- BRIEF A -
In the forum thread below, why does Dave Metzner reject the complaint that Polar Lights trek kits are being taken away? Answer in one to three sentences.
>> begin TEXT SHOWN
I'm working on MY million too ! Just Let me get some stamps and mail out these 6 envelope......... :thumbsup:


----------



## nickyturner5000 (Jun 1, 2003)

first, rc2 take away our AMt\ERTL trek kits, now they are taking away our PL trek kits, is anyone here a little p****d off!?


----------



## Dave Metzner (Jan 1, 1970)

Nicky,What are you talking about!?
RC-2 continues to produce and sell all the Polar Lights trek kits. they are scheduled to release a new 1:1000 NX-01 kit, and have announced the re- release of several selected AMT Trek kits!
There will be more plastic Trek kits avialable on shelves by the end of this year than there have been in several years!!!!!!!!!!!!!!!!
Along with that, they have re-issued several old Star Wars kits and have announced the release of three or four NEW kits in that line as well!!!!!
If you want to bash RC-2 at least try to get close to having a few of your facts straight!


----------



## Lloyd Collins (Sep 25, 2004)

It's stupid to keep this bashing up. I am glad to see the SW rereleases, and look forward to the ST kits coming out. If you don't like what they sell, then build what you got!


----------



## ClubTepes (Jul 31, 2002)

747 said:


> He doesn't need to be, appeal to his desire for more money and show him it's good business sense.


Well, the problem with that, is that this stuff may fall into the catagory of 'not profitable enough for the effort.
>> end TEXT SHOWN
>> begin SUPPLIED MATERIAL
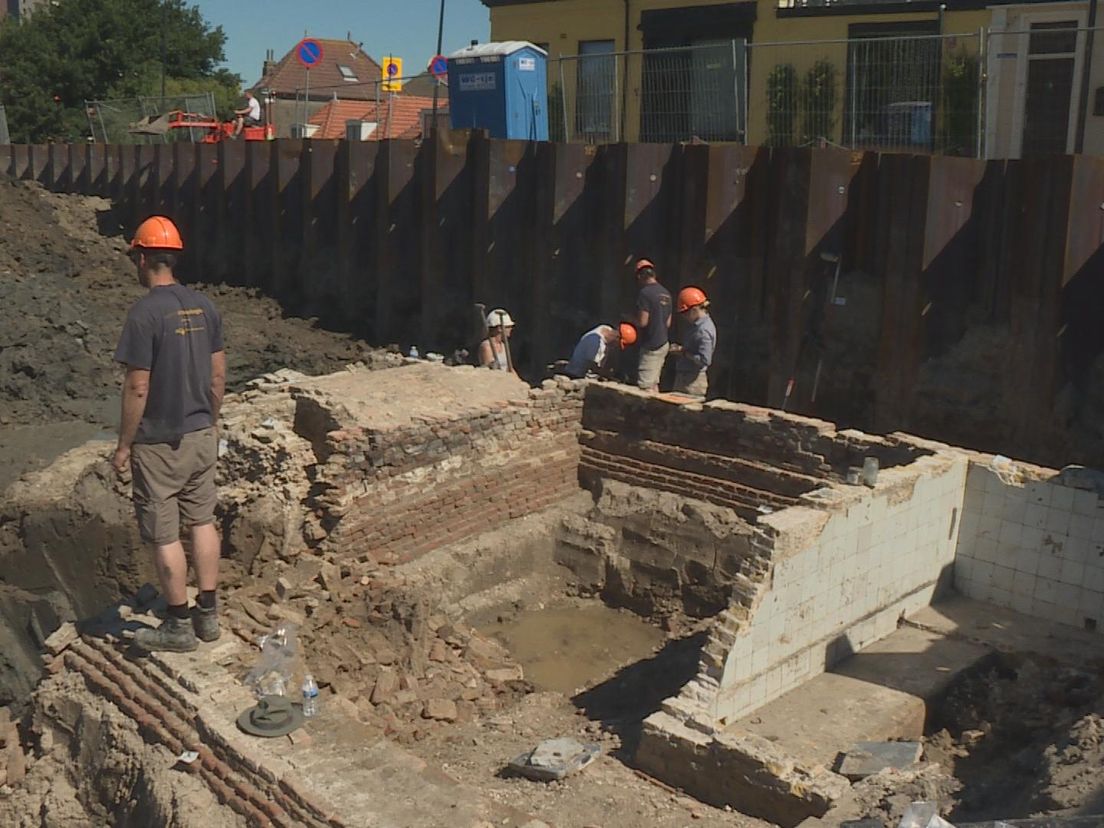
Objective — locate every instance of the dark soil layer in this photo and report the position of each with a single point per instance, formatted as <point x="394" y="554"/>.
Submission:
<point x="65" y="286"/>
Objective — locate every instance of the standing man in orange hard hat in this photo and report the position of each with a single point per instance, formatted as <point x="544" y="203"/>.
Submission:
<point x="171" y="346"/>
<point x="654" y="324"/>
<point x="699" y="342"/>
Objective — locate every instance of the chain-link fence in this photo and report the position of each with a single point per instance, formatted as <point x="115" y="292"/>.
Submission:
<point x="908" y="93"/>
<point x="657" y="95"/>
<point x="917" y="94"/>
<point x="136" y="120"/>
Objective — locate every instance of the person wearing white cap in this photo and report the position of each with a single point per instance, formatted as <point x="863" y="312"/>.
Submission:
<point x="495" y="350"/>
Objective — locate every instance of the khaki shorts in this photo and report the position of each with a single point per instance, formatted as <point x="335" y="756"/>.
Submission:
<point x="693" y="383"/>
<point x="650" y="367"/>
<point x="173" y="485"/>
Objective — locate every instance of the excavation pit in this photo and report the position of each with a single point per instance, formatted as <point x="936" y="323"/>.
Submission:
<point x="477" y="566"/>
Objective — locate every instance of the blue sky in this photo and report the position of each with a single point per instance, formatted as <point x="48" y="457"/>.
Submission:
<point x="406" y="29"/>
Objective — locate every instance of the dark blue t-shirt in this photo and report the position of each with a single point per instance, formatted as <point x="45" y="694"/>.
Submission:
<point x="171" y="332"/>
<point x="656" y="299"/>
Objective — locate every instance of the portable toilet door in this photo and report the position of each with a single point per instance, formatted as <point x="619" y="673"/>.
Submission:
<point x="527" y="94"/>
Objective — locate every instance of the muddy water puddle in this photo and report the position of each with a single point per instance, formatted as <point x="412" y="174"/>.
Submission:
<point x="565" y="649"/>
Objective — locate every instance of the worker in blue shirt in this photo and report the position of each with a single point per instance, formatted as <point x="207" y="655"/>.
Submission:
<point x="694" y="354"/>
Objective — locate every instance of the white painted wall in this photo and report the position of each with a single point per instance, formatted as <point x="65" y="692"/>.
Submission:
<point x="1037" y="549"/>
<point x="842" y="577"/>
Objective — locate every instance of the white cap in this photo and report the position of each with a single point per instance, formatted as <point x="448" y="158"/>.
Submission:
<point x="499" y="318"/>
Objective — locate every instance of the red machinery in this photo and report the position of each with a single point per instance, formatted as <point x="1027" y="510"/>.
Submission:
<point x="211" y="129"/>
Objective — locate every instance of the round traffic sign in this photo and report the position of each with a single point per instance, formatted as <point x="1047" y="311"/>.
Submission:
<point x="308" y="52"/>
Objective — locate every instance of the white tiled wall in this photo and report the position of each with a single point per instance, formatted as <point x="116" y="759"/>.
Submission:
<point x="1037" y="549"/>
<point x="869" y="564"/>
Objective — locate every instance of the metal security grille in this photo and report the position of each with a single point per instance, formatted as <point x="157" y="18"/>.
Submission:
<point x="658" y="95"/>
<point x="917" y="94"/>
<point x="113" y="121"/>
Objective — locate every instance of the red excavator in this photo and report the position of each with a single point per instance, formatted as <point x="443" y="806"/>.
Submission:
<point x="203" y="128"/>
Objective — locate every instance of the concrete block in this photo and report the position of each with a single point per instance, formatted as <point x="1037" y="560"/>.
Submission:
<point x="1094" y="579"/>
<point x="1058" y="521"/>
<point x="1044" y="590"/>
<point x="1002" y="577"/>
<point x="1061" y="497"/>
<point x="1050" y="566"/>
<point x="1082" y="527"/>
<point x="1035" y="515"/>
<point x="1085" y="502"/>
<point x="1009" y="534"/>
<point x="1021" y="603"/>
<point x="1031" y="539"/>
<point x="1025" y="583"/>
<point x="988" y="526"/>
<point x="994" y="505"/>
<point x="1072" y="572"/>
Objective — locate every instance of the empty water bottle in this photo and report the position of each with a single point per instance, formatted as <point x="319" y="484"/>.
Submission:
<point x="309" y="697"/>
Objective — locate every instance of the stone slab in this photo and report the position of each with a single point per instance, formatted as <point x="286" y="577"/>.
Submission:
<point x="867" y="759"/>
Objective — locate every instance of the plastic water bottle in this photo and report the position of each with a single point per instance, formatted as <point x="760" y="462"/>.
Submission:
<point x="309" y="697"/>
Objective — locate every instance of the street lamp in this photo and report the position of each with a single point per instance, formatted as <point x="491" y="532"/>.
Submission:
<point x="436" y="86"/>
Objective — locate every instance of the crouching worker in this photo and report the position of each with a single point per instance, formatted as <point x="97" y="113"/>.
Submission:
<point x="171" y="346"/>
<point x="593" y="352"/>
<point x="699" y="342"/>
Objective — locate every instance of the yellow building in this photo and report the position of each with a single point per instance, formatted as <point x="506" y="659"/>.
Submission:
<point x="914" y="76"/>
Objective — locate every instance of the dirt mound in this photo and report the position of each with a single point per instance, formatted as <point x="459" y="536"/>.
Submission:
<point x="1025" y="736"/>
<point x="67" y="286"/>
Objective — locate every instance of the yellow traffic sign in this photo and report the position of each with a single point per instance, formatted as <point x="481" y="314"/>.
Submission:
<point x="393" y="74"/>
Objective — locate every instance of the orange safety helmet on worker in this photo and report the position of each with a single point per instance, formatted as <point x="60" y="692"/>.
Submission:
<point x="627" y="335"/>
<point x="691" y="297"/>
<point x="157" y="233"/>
>> end SUPPLIED MATERIAL
- BRIEF B -
Put the rows above, from the one containing "Objective — locate every instance of the yellow traffic" through the end of the rows, into a two-column CSV headed request and answer. Give one line per request, with each value in a quoted field and any line breaks replaced by spaces.

- RIGHT ANSWER A -
He rejects it because RC-2 continues to produce and sell all the Polar Lights trek kits. It is also scheduled to release a new 1:1000 NX-01 kit and has announced the re-release of several selected AMT Trek kits.

- RIGHT ANSWER B -
request,answer
"Objective — locate every instance of the yellow traffic sign in this photo and report the position of each with a single point per instance, formatted as <point x=""481"" y=""314""/>. Submission:","<point x=""393"" y=""74""/>"
"Objective — locate every instance of the orange safety helmet on worker in this photo and report the position of each with a single point per instance, formatted as <point x=""60"" y=""692""/>. Submission:","<point x=""627"" y=""335""/> <point x=""691"" y=""297""/> <point x=""157"" y=""233""/>"